## QUOTED TEXT
Living in a world where supermarkets are out of business is certainly no easy task. In order to survive in such world, you will be forced to hunt or fish for your food. Fishing for long-term sustenance requires for you to know various methods of preserving fish.
Of all flesh foods, fish is the most susceptible to tissue decomposition, rancidity and microbial spoilage. To prevent your fish from going bad there are some popular solutions that people have been using with great success. Preserving fish can be done through freezing, canning, pickling and smoking.
Before you start preserving fish, there are some rules you should acknowledge:
- Top quality fresh fish is essential for these food preservation methods
- Freshly caught fish should be kept alive as long as possible
- Clean the fish as soon as possible to delay spoilage
- Always keep a good hygiene in your working area
Below you can find a few tips for each fish preservation method.
Preserving fish – Freezing
As long as you have a source of power, this becomes the simplest and most convenient method to preserve your catch. It is probably the most used method today to store fish for months or years. To freeze the fish you need to carefully handle it, wrap it in airtight material and keep it at 0° F or lower.

## ENTRIES
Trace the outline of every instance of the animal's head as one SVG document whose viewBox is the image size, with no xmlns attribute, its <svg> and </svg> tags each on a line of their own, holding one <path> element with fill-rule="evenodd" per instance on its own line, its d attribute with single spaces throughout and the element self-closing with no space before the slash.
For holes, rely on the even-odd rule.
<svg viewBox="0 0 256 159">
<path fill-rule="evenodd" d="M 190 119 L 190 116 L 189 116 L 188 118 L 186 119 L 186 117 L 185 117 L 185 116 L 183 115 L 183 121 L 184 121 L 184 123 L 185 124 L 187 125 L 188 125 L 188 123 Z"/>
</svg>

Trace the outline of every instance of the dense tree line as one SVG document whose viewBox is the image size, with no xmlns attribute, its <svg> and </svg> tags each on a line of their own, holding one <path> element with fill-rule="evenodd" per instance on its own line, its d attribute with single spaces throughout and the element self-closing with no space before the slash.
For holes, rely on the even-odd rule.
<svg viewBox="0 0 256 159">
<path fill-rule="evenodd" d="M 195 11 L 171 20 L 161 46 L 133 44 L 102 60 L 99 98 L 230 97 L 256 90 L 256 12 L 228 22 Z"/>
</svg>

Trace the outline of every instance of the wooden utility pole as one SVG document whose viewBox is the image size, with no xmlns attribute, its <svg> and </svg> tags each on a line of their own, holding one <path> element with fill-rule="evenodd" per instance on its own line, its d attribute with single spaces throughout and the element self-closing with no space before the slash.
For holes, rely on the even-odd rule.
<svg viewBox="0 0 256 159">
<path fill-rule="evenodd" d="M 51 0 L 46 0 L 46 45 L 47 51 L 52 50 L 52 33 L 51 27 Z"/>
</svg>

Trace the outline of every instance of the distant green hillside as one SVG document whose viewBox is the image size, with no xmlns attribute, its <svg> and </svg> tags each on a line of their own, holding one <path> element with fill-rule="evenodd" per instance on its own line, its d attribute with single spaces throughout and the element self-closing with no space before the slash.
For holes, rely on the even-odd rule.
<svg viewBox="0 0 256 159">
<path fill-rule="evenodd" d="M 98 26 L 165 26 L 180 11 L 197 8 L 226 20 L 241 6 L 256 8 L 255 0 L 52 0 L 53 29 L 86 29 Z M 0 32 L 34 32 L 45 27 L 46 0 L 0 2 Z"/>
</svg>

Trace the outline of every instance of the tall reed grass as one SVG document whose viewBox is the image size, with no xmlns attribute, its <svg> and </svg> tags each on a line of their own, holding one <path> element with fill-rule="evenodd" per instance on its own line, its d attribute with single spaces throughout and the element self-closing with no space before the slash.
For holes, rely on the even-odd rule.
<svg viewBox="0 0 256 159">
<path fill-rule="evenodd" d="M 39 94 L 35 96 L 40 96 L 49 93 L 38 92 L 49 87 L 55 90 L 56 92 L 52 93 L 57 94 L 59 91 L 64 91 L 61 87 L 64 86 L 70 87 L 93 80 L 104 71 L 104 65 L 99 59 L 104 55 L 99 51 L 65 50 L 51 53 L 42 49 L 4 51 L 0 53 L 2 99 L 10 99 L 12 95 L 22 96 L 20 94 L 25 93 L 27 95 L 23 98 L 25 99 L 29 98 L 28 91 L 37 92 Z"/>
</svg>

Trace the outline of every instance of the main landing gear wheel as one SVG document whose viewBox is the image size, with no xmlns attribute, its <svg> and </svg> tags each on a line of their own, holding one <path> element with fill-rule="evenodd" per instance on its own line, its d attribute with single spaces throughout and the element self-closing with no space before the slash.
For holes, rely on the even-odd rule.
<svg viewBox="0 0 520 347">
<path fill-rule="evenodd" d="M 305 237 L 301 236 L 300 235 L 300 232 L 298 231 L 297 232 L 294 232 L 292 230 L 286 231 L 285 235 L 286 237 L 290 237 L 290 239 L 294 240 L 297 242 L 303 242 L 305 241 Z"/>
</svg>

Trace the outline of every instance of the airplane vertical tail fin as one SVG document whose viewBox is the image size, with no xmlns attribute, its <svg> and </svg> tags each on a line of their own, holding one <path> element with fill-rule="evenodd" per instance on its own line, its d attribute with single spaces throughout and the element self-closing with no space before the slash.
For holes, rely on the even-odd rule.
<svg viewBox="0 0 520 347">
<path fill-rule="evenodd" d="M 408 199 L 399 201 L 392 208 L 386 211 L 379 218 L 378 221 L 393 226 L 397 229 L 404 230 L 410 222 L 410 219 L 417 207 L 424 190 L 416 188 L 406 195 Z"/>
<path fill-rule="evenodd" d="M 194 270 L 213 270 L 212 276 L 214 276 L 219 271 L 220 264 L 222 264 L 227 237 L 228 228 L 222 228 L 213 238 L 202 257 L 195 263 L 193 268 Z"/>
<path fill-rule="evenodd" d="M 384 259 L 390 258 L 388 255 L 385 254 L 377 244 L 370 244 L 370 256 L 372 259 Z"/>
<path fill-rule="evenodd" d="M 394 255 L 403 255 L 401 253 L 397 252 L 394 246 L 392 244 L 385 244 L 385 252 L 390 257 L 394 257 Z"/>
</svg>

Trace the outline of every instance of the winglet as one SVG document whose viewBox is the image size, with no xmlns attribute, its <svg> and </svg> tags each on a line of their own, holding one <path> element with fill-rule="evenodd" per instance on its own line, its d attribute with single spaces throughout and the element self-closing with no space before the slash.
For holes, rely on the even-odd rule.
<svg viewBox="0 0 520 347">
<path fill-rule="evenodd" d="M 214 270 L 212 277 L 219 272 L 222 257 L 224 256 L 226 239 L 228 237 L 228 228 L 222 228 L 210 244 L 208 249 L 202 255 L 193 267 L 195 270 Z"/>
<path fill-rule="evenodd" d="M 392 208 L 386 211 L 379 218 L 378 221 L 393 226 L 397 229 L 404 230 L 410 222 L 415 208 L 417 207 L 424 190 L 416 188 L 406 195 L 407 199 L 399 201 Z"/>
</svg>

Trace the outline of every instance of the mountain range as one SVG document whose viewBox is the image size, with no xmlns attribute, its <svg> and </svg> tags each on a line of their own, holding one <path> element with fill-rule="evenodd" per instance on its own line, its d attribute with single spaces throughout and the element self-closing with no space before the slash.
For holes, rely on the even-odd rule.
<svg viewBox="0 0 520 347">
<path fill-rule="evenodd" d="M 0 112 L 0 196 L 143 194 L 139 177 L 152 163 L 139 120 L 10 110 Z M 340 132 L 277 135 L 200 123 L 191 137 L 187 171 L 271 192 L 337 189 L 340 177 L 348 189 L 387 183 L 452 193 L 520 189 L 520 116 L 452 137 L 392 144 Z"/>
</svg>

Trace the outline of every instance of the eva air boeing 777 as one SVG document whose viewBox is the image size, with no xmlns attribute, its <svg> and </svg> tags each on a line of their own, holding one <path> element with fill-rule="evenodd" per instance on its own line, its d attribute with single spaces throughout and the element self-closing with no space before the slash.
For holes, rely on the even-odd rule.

## THINGS TO DO
1/ In the text on preserving fish, at what temperature should frozen fish be kept?
2/ Pick up the text on preserving fish after its last sentence and continue it.
The items aren't needed for anything here.

## WRITTEN RESPONSES
1/ At 0° F or lower.

2/
How to freeze fish:
Remove the guts and thoroughly clean the fish. Prepare the fish as you would for table use. Cut large fish into stakes or fillets. The smaller fish can be frozen whole. Wrap the fish in plastic wrap and separate layers of fish with packaging material for easier thawing. Always store at 0° F or lower. Small fish (pan fish) can be frozen in ice.
Place the fish in a shallow pan or water tight container, cover with cold water and place in the freezer until frozen. Remove the block from the container, wrap it and store the fish in the freezer.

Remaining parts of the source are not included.